• Given data
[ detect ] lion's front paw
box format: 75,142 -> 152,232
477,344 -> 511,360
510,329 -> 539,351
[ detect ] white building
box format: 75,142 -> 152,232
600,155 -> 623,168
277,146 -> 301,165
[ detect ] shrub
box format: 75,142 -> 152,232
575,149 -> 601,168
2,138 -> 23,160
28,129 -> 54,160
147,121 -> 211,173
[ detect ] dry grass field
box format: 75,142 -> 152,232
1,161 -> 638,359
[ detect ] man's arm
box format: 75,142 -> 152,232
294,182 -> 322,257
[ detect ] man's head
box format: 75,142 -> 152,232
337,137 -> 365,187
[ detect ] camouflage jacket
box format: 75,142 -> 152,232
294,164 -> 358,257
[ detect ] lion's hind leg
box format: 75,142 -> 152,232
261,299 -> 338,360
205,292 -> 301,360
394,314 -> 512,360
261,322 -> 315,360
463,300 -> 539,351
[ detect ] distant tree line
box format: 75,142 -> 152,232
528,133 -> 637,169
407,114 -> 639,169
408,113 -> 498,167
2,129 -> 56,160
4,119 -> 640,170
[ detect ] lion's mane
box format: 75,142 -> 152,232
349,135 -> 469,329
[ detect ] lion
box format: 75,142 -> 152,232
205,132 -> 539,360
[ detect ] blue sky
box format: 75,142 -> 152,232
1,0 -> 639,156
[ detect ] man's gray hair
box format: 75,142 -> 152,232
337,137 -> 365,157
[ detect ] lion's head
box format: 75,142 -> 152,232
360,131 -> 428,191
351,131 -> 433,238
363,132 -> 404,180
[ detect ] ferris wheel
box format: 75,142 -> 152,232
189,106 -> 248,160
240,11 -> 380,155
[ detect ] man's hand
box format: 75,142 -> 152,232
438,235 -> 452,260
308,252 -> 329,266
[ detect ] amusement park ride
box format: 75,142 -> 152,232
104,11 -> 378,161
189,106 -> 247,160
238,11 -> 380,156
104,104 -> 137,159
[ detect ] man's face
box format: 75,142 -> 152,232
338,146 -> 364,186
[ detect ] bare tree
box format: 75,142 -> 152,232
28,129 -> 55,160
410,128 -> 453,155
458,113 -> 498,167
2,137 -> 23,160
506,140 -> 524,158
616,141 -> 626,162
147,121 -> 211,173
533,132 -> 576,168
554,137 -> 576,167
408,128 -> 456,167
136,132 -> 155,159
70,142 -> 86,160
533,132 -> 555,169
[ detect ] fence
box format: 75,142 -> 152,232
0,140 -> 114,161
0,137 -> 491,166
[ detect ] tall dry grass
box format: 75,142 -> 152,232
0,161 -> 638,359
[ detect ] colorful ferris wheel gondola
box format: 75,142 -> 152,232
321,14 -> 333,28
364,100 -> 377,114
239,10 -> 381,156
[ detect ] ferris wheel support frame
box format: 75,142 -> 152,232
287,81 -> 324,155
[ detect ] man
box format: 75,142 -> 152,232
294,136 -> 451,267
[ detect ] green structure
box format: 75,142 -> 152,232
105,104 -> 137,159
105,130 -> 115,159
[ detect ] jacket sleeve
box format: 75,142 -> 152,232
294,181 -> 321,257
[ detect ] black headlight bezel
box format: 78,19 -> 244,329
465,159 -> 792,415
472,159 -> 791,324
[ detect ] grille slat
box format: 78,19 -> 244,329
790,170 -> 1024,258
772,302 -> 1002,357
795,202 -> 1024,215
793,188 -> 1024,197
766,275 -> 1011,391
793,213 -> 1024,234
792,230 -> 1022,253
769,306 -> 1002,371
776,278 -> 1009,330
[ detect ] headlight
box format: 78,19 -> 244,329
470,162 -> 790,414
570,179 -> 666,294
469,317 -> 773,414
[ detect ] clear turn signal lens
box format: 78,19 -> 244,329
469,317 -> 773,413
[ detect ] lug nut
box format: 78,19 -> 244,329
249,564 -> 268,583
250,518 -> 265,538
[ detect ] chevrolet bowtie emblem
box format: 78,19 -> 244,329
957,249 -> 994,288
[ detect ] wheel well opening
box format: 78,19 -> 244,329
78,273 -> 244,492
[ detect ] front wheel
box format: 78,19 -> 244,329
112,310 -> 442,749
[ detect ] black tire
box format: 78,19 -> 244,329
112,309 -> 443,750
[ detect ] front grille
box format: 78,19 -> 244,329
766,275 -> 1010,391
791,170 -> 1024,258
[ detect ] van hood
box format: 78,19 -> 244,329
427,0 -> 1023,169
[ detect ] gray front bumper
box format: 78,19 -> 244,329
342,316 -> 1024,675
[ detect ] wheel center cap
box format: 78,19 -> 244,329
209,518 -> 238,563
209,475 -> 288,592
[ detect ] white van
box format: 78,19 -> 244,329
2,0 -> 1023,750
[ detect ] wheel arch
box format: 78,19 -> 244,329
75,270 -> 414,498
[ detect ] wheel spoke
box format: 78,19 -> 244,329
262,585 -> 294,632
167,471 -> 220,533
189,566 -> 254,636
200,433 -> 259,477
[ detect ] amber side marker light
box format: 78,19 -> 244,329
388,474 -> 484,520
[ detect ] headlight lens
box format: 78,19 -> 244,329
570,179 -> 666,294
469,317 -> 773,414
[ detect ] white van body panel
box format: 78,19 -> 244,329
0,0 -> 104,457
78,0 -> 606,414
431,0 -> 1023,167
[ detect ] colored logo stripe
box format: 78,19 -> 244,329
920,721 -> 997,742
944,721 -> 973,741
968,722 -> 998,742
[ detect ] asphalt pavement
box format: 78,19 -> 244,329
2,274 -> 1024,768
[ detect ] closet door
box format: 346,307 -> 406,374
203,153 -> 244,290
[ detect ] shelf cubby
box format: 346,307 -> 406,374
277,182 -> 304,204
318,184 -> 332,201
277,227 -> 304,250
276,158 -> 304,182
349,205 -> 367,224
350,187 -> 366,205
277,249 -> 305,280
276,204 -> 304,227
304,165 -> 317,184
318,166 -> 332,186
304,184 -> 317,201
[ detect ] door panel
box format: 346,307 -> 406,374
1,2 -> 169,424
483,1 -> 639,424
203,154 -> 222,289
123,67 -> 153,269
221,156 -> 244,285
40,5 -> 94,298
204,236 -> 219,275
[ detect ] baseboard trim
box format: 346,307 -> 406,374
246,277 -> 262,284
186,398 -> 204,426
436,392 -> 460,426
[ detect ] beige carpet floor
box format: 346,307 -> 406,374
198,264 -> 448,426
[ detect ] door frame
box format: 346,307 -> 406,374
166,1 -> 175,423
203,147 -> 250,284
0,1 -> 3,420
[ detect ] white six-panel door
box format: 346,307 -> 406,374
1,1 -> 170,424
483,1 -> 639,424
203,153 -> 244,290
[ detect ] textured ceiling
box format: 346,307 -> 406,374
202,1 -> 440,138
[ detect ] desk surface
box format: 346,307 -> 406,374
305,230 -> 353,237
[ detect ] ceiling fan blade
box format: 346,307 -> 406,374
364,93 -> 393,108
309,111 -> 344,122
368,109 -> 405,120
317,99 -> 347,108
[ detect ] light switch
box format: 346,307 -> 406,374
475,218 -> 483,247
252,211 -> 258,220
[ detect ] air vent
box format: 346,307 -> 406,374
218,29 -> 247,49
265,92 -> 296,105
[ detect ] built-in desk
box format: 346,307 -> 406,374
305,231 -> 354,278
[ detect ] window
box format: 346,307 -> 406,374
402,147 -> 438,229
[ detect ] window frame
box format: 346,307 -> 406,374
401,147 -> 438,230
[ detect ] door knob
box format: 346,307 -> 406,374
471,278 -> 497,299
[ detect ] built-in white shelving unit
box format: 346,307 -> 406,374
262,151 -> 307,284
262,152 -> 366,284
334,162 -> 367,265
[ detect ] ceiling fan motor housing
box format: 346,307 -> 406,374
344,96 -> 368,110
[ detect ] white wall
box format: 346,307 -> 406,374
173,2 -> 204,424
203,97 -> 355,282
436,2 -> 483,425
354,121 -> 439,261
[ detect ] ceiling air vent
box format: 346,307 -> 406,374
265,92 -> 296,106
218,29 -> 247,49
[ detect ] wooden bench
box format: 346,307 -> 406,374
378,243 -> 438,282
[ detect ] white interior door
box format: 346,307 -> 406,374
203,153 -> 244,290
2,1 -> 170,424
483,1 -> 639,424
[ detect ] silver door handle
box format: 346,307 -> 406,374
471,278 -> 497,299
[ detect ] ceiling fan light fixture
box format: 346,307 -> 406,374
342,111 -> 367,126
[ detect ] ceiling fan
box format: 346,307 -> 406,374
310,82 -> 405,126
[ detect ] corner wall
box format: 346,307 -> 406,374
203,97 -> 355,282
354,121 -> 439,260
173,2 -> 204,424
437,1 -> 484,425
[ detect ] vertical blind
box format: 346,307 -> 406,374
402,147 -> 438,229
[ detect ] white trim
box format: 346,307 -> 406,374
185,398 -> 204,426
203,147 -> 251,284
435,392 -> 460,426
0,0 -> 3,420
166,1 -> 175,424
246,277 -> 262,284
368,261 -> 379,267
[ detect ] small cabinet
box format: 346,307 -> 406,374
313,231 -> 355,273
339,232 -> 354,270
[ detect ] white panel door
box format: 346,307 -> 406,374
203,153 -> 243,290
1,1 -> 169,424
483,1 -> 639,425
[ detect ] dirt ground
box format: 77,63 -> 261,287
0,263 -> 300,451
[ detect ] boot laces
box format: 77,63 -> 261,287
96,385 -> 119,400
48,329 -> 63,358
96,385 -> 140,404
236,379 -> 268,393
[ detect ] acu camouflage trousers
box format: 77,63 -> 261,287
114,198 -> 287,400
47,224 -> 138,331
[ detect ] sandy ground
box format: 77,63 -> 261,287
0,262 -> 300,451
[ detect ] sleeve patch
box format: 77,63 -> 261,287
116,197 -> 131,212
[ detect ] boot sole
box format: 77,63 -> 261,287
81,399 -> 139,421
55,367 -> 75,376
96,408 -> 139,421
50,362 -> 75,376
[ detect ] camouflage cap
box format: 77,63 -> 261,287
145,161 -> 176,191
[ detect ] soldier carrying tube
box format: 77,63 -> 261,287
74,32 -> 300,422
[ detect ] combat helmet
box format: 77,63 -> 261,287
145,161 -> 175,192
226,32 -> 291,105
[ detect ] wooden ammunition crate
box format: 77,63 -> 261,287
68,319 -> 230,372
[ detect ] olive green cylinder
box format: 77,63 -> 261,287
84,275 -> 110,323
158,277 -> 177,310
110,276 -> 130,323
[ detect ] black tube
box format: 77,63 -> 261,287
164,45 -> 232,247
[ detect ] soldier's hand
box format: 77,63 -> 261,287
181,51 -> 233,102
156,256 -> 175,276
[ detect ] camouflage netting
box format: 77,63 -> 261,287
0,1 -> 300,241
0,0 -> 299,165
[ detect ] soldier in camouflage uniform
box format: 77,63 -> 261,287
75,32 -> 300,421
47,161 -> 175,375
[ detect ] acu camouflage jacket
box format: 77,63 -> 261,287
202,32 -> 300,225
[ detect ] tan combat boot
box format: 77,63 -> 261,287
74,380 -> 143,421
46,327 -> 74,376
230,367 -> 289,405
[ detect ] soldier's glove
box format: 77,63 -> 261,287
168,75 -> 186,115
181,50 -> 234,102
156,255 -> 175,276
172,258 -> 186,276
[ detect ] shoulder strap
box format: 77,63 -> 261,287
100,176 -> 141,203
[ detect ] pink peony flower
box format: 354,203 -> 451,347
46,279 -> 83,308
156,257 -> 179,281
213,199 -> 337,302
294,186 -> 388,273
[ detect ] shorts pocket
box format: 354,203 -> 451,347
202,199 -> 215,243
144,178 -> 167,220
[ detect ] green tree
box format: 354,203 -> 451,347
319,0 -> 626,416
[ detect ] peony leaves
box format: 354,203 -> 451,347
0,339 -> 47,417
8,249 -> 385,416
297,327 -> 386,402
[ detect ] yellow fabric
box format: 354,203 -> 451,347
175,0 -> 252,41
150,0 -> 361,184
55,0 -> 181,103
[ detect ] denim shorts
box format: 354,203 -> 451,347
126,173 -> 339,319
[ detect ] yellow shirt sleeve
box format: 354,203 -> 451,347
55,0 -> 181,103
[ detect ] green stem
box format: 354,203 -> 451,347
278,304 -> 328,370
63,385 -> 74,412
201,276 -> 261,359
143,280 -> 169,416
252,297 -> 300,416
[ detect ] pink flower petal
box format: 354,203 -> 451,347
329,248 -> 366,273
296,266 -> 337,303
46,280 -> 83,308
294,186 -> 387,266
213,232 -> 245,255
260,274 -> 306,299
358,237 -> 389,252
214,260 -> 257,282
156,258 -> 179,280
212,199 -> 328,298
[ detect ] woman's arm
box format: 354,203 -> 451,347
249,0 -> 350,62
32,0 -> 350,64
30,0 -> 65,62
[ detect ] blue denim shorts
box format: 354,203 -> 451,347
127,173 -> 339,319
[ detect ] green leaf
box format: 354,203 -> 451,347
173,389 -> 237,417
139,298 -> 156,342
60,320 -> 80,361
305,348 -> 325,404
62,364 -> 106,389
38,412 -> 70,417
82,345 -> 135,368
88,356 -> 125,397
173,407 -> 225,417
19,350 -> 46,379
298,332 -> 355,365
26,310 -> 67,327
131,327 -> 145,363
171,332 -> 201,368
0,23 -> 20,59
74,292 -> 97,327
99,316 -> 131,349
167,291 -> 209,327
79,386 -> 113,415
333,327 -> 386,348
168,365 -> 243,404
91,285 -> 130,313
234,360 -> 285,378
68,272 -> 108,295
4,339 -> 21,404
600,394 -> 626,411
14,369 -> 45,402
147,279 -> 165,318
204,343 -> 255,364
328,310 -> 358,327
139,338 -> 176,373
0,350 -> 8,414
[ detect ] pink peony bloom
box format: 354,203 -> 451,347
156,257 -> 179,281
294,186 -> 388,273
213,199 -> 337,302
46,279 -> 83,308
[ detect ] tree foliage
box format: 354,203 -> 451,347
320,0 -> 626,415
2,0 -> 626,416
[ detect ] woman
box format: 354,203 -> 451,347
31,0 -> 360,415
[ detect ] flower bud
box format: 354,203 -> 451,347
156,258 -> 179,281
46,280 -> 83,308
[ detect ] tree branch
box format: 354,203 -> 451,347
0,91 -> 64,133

• Task brief
Lines holding the word "ceiling" are the answer; copy each one from the records above.

• Output for this task
[ detect ] textured ceiling
[ detect ] ceiling fan blade
[ detect ] ceiling fan motor housing
[ detect ] ceiling air vent
[ detect ] ceiling fan light fixture
[ detect ] ceiling fan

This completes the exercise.